Work request
Exactly the lines from the opening of the data through the line containing "note: integer pixel" should be reproduced, please, with nothing added.

Items from a dataset
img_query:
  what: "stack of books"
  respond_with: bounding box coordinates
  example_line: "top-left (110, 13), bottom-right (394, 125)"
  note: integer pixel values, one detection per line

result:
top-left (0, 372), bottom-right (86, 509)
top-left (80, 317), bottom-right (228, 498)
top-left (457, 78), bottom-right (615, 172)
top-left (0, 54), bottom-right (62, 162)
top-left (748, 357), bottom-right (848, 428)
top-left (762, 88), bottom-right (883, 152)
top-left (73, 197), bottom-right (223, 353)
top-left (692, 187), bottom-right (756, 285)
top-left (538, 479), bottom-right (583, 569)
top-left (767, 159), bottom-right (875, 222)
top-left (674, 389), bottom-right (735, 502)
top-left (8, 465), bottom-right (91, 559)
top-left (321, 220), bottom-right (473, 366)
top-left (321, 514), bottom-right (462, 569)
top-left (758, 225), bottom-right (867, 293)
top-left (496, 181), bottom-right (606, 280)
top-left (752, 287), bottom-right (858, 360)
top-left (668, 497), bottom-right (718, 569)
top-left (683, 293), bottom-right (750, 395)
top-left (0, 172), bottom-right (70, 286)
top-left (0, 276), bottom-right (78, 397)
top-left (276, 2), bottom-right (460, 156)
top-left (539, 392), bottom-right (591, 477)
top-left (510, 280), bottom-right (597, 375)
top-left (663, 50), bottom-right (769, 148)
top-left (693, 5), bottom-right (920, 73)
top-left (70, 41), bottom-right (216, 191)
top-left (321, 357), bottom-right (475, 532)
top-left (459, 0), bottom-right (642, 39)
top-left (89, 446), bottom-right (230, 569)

Solution
img_query:
  what: "stack of books"
  respond_with: bounding box coordinates
  example_line: "top-left (110, 13), bottom-right (394, 125)"
  note: integer pixel values, one detection per line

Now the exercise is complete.